• [TEXT PROVIDED]
=======

- Breed: Standardbred
- Sire: Albatross (US)
- Grandsire: Meadow Skipper (US)
- Dam: Niagara Dream (US)
- Damsire: Bye Bye Byrd (US)
- Sex: Stallion
- Foaled: March 30, 1977
- Died: June 7, 1999
- Country: United States
- Color: Bay
- Breeder: Mrs. Elsie Berger (US)
- Owner: Mrs. Elsie Berger (US); Clint Galbraith (US);
- Trainer: Clint Galbraith (US)
- Record: 39:37-0-0
- Earnings: US$2,019,213

Major wins
- Bluegrass Stakes (1979) Woodrow Wilson Pace (1979) American Pacing Classic (1980) Prix d'Été (1980) Meadowlands Pace (1980) James Dancer Memorial (1980) Battle Of The Brandywine (1980) Oliver Wendell Holmes Pace (1980) U.S. Pacing Triple Crown wins: Little Brown Jug (1980) Cane Pace (1980) Messenger Stakes (1980)

Awards
- 2 Year Old Colt Pacer of the Year, Pacer of the Year & Harness Horse of the Year (1979); 3 Year Old Colt Pacer of the Year, Pacer of the Year & Harness Horse of the Year (1980); Triple Crown of Harness Racing for Pacers;

Honors
- First standardbred to win break the 1:52, 1:51 and 1:50 barriers; First standardbred to win $2 million; United States Harness Racing Hall Of Fame; Canadian Horse Racing Hall of Fame;

= Niatross =

American Standardbred racehorse

Niatross (1977–1999) was an American champion standardbred race horse that many believe was the greatest harness horse of all time.

=======

Dataset entries
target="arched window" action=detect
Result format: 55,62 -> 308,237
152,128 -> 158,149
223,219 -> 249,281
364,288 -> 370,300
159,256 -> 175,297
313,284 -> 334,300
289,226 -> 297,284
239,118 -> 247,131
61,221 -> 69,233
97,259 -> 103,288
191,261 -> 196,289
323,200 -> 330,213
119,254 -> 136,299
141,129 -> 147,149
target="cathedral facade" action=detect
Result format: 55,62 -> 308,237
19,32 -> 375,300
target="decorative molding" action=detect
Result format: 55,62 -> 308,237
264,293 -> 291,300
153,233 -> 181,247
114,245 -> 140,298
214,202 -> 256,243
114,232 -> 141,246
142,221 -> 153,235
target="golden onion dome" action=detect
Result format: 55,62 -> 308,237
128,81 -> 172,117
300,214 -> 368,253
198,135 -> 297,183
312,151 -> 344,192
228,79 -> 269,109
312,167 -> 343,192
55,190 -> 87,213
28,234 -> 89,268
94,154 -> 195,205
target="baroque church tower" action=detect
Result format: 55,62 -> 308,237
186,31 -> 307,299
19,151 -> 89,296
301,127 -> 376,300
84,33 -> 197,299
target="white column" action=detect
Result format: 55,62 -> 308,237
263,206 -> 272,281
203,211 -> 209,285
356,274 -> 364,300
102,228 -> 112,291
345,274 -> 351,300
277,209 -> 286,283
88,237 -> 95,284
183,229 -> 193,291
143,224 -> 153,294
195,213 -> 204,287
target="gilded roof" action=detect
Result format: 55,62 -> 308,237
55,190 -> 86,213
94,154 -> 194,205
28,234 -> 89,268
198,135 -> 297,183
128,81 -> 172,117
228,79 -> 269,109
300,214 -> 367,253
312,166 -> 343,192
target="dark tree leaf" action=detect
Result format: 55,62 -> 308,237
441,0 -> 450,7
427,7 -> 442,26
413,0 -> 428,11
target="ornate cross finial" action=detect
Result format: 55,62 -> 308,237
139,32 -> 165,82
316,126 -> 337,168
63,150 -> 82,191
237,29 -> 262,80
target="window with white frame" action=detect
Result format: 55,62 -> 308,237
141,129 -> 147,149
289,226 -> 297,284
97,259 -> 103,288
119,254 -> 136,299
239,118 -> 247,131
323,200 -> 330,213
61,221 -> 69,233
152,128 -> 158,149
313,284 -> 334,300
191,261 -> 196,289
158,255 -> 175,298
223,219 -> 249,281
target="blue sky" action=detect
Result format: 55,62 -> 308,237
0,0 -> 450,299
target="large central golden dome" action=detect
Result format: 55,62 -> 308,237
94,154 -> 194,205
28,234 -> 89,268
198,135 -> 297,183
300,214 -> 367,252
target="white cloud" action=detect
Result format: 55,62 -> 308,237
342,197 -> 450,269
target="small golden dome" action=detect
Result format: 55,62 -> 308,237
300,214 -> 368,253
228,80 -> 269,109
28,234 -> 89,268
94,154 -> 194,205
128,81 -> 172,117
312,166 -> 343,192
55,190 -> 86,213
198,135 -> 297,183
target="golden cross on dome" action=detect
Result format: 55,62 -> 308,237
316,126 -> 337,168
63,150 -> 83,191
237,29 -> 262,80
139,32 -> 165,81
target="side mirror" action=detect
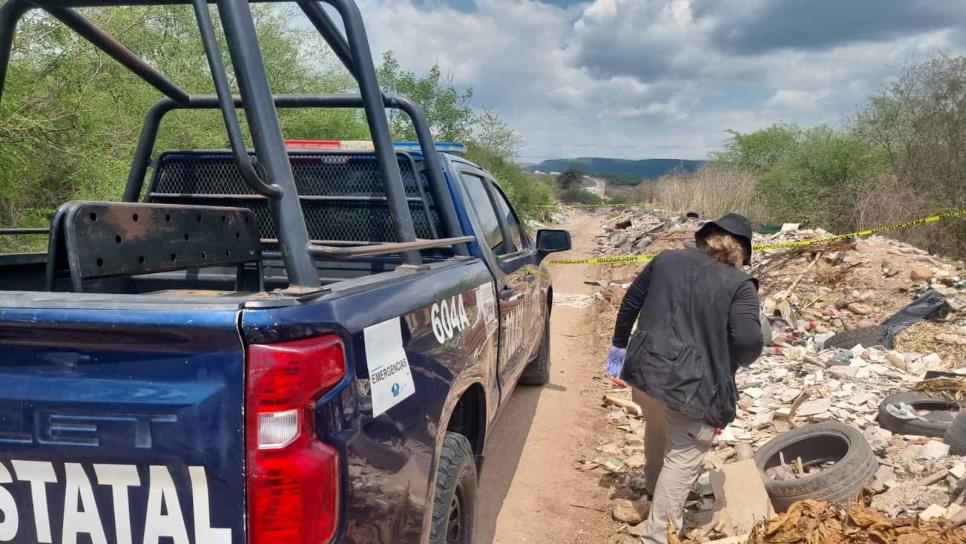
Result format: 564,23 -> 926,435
537,229 -> 571,255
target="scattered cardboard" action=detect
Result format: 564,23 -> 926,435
711,459 -> 775,534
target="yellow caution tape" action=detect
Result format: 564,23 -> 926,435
752,208 -> 966,251
531,203 -> 646,208
547,254 -> 654,264
548,208 -> 966,264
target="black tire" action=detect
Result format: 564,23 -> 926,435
429,432 -> 478,544
520,314 -> 550,385
879,391 -> 960,438
823,325 -> 888,349
755,421 -> 879,512
943,410 -> 966,455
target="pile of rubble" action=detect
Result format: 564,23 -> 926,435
577,206 -> 966,542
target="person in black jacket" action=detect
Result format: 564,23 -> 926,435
608,214 -> 762,544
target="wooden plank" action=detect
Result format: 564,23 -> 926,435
711,459 -> 775,534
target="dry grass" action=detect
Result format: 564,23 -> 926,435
644,165 -> 768,222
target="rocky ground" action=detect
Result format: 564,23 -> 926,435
575,210 -> 966,542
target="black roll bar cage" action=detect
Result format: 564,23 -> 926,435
0,0 -> 467,288
123,94 -> 468,255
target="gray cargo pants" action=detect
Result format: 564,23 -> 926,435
633,389 -> 715,544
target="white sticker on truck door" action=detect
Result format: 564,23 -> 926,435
362,317 -> 416,417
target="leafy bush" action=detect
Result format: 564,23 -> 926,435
641,163 -> 767,221
712,54 -> 966,257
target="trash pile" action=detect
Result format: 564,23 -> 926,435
576,210 -> 966,543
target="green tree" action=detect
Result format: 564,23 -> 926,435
378,51 -> 474,142
556,165 -> 586,192
711,124 -> 802,172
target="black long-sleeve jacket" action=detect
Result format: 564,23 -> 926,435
613,249 -> 762,427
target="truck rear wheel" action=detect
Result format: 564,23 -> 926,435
429,432 -> 477,544
520,315 -> 550,385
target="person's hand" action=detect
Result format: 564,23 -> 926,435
607,346 -> 627,378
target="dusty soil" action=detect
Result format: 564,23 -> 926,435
477,213 -> 615,544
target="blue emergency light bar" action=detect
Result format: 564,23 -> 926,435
392,142 -> 467,155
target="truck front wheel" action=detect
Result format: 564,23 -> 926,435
429,432 -> 477,544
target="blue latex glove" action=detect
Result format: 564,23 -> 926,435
607,346 -> 627,378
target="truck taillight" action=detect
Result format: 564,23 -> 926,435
245,336 -> 345,544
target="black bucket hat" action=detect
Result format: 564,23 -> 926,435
694,213 -> 752,266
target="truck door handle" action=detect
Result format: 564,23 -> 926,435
500,287 -> 520,302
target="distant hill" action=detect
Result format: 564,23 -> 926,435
527,157 -> 705,183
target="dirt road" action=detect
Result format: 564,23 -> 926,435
477,213 -> 613,544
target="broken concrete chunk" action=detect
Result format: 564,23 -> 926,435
847,302 -> 875,315
795,399 -> 832,417
711,459 -> 775,533
919,504 -> 946,521
828,366 -> 859,378
919,440 -> 949,459
872,484 -> 949,517
885,351 -> 909,370
611,499 -> 648,525
909,266 -> 936,281
920,353 -> 943,370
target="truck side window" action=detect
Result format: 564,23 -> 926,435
493,183 -> 530,250
460,172 -> 508,255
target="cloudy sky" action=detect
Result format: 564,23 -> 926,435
344,0 -> 966,162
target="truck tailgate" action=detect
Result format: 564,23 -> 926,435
0,309 -> 245,543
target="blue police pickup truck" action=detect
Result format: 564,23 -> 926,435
0,0 -> 570,544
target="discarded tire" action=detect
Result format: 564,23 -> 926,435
824,325 -> 890,349
943,410 -> 966,455
755,421 -> 879,512
879,391 -> 966,438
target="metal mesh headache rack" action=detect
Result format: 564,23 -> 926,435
0,0 -> 469,288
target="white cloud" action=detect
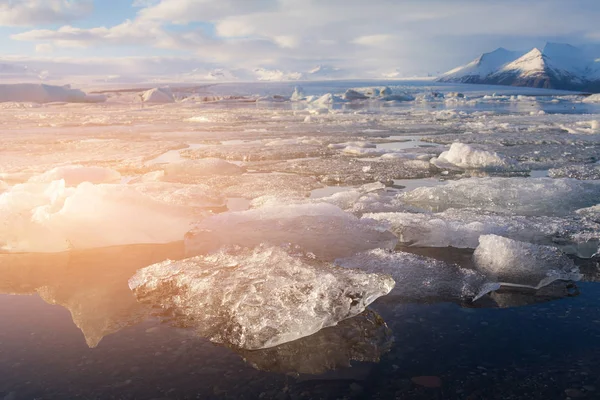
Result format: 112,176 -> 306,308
0,0 -> 93,26
352,34 -> 394,47
9,0 -> 600,76
35,43 -> 54,53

=======

• [DESCRIPTION OF THE TASK] Rewrite the Niatross profile from "- Grandsire: Meadow" to "Breeder: Mrs. Elsie Berger (US)", substituting "Gelding" for "Stallion".

• [ANSWER SPACE]
- Grandsire: Meadow Skipper (US)
- Dam: Niagara Dream (US)
- Damsire: Bye Bye Byrd (US)
- Sex: Gelding
- Foaled: March 30, 1977
- Died: June 7, 1999
- Country: United States
- Color: Bay
- Breeder: Mrs. Elsie Berger (US)